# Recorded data
=-=-=-=-=

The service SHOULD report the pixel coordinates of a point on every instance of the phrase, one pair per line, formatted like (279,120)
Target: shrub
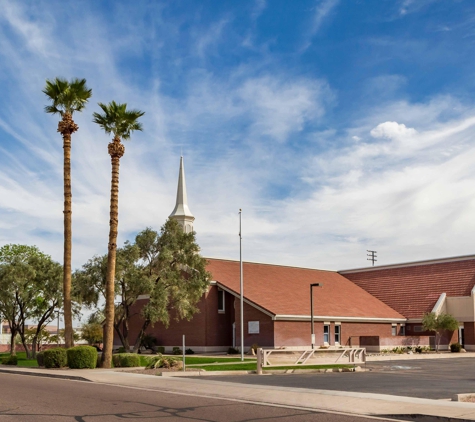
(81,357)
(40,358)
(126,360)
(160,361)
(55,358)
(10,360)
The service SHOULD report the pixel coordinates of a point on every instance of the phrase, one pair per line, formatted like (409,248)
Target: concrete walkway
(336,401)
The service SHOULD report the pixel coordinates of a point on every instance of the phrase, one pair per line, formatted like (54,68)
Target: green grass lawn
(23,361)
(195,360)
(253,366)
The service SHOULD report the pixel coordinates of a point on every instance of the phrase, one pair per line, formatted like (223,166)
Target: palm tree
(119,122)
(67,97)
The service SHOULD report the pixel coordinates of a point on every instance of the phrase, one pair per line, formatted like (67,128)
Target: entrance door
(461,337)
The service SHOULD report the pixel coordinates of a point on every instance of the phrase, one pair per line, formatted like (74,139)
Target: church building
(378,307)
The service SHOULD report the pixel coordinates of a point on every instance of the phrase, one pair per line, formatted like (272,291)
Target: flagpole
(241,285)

=-=-=-=-=

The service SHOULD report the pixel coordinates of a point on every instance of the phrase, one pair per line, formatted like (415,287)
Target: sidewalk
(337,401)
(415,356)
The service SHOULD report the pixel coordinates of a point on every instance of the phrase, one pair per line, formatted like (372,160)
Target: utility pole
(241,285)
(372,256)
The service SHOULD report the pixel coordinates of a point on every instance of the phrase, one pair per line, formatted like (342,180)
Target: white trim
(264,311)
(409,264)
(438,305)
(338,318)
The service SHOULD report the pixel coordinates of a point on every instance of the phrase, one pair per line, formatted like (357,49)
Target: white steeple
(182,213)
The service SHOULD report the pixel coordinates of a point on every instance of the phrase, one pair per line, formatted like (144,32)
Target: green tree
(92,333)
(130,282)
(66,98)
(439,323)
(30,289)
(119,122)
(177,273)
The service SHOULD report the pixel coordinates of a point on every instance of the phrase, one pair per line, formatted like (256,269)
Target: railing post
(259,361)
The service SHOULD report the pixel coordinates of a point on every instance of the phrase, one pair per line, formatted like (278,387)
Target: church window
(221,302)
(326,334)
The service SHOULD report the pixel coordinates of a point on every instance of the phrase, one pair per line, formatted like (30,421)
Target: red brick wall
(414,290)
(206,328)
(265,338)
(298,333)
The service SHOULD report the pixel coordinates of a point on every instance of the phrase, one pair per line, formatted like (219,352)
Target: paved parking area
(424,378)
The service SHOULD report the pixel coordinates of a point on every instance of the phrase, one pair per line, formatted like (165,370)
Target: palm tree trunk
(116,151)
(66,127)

=-=-=-=-=

# WHAT THIS TASK INVOLVES
How many lines of the items above contain the word "white"? Reply with the number alone.

# THE RESULT
2